# Horse boarding billing and management



## Saskia (Aug 26, 2009)

I can't help with the last two but the way my boarding facility bills us is that they take our credit/debit card details and then at the end of the month they charge it and send us the paid invoice. All charges go on there. If it's declined there is a $15 fee.

At first I thought it was a bit rough and invasive but now I am used to it and see how it works well. All bills are paid and filed on the same day.


----------



## Dreamcatcher Arabians (Nov 14, 2010)

Welcome to Paddock Pro - Horse Farm Management Made Easy | Paddockpro.com

This is the best, most comprehensive software I've ever used. Well worth the monthly fee. 

Not sure I understand your first question.

*Why horses can't stay in assigned locations (that could be changed if the horse is unhappy in a certain stall, etc..)*

What do you mean they can't stay in assigned sections? At my place they better stay where they're assigned or they're out. Obviously you make movements if the horses aren't getting along, but for the most part I assign stall #3 in barn 1, to your horse he'll be in that stall when you come to visit. If you are just pasture boarding (I don't do that btw, but if you do) then if that horse is assigned to group A with 10 horses in it, and they're in the SE 40 acres, then they better all be there when I go looking. Nobody gets moved without my ok FIRST.


----------



## Alyssat (Oct 8, 2015)

By assigned locations I mean assigned stalls. The trainers are in charge of the horses. And when I tell them I'm going to start assigning stalls (recently renevated all 6 barns and re numbered each stall and gave each barn a letter) they say it won't work.

[Raw records]
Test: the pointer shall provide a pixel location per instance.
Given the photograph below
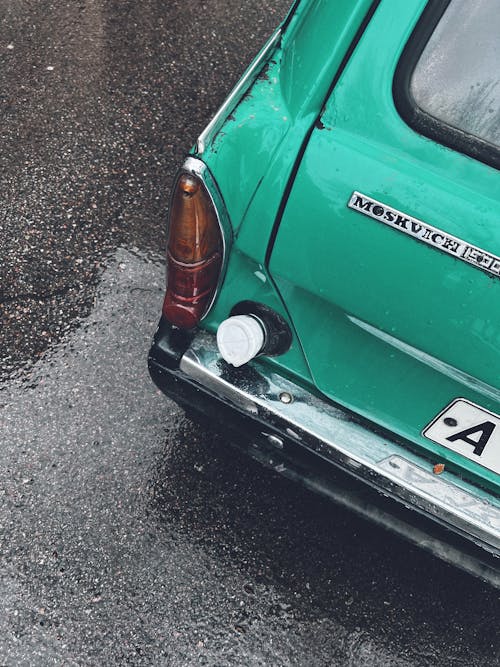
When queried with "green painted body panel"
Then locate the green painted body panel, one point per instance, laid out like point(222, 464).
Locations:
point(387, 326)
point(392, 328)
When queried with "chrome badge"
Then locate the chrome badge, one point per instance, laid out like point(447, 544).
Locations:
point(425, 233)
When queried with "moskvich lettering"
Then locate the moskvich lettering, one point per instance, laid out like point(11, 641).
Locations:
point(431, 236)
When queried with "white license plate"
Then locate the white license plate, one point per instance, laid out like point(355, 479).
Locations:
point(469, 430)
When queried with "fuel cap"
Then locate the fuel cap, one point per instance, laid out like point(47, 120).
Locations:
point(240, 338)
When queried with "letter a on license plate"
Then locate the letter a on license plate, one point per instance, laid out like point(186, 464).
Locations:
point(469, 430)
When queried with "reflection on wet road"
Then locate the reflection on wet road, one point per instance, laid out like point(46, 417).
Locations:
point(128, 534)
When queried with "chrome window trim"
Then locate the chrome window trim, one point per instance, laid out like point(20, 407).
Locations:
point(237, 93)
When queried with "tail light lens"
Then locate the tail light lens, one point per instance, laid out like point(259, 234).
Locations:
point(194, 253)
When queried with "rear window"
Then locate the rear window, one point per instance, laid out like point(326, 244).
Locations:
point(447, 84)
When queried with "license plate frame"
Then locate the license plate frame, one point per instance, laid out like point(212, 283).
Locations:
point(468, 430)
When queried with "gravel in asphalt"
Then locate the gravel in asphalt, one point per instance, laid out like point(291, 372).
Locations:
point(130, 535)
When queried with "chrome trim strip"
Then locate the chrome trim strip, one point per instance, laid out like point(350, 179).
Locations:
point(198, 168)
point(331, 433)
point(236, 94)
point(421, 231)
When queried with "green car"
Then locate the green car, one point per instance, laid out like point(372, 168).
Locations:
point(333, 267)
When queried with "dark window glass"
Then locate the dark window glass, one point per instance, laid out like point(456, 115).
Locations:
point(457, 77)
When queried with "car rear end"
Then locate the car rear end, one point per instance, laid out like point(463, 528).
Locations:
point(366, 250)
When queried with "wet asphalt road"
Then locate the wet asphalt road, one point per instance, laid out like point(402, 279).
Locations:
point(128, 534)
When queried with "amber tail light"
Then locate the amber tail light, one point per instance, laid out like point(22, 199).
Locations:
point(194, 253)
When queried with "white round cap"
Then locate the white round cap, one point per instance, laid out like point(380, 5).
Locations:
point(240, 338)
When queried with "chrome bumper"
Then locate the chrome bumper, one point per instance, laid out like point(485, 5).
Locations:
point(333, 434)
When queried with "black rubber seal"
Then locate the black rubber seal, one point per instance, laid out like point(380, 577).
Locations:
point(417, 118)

- **Directions**
A: Repeat the horse boarding thread in full, word for word.
B: List every line in the entries that contains the string "round".
The horse boarding thread and the entries have no connection to each other.

- **Responses per task**
A:
# Horse boarding billing and management



## Saskia (Aug 26, 2009)

I can't help with the last two but the way my boarding facility bills us is that they take our credit/debit card details and then at the end of the month they charge it and send us the paid invoice. All charges go on there. If it's declined there is a $15 fee.

At first I thought it was a bit rough and invasive but now I am used to it and see how it works well. All bills are paid and filed on the same day.


----------



## Dreamcatcher Arabians (Nov 14, 2010)

Welcome to Paddock Pro - Horse Farm Management Made Easy | Paddockpro.com

This is the best, most comprehensive software I've ever used. Well worth the monthly fee. 

Not sure I understand your first question.

*Why horses can't stay in assigned locations (that could be changed if the horse is unhappy in a certain stall, etc..)*

What do you mean they can't stay in assigned sections? At my place they better stay where they're assigned or they're out. Obviously you make movements if the horses aren't getting along, but for the most part I assign stall #3 in barn 1, to your horse he'll be in that stall when you come to visit. If you are just pasture boarding (I don't do that btw, but if you do) then if that horse is assigned to group A with 10 horses in it, and they're in the SE 40 acres, then they better all be there when I go looking. Nobody gets moved without my ok FIRST.


----------



## Alyssat (Oct 8, 2015)

By assigned locations I mean assigned stalls. The trainers are in charge of the horses. And when I tell them I'm going to start assigning stalls (recently renevated all 6 barns and re numbered each stall and gave each barn a letter) they say it won't work.

B:
When queried with "white round cap"
Then locate the white round cap, one point per instance, laid out like point(380, 5).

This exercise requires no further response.